From the records below, copy every line that contains the word "tall".

[[ DATA, beginning ]]

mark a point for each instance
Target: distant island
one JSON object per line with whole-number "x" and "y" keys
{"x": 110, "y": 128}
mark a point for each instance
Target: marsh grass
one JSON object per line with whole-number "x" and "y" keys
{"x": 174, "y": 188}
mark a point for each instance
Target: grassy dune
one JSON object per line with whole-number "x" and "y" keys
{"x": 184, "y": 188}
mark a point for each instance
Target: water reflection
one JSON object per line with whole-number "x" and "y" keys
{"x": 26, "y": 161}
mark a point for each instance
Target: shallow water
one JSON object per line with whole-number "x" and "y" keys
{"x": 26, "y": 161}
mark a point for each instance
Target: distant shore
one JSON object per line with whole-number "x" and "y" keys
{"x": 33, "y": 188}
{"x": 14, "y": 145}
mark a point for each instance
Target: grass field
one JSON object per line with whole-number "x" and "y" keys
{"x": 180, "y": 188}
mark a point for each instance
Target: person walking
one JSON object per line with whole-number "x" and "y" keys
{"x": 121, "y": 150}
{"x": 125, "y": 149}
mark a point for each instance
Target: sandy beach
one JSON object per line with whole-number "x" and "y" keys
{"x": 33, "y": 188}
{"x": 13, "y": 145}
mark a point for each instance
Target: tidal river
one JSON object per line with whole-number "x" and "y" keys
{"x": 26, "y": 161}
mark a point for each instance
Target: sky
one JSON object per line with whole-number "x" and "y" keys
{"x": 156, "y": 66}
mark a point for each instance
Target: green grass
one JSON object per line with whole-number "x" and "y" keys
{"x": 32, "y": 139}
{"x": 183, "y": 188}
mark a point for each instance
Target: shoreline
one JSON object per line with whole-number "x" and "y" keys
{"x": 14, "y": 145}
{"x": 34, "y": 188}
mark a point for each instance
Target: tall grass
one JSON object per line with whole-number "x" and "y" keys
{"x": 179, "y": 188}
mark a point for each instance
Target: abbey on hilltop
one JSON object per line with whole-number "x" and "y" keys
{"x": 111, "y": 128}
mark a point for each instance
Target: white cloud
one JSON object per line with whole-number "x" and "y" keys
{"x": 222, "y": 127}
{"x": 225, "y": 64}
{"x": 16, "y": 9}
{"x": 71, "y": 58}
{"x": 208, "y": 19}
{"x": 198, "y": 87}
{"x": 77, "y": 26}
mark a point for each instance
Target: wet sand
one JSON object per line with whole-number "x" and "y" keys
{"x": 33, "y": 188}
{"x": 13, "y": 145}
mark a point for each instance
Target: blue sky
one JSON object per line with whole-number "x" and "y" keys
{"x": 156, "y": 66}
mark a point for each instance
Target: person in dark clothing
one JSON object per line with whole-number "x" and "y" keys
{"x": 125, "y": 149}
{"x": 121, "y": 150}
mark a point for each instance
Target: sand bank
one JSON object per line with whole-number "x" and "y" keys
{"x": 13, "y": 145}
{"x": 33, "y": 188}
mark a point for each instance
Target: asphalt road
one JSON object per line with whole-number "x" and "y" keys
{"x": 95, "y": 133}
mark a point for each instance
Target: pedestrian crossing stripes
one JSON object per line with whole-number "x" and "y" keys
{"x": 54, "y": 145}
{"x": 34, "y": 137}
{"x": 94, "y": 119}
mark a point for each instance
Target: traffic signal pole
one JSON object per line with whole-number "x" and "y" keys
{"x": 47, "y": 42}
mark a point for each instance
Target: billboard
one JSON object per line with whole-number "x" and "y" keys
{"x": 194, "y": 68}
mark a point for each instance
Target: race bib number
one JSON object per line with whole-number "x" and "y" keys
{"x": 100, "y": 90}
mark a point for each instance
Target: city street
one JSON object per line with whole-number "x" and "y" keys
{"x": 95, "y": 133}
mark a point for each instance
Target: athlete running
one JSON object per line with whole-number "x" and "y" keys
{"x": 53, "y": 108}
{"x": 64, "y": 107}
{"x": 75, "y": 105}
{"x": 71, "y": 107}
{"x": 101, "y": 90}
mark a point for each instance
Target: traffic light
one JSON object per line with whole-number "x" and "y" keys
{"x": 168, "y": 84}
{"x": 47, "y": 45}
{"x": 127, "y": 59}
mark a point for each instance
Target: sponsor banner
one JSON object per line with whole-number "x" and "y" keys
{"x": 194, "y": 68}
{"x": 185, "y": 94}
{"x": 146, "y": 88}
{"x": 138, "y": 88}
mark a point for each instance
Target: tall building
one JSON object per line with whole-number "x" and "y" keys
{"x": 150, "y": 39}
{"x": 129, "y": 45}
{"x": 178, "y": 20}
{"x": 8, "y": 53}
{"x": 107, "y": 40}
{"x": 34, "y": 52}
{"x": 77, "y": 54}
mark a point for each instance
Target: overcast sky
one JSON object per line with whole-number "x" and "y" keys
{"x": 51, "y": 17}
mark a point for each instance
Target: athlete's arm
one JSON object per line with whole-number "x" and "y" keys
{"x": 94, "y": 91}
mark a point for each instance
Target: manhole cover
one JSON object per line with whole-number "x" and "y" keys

[[ DATA, end ]]

TASK OUTPUT.
Target: tall grass
Target: tall building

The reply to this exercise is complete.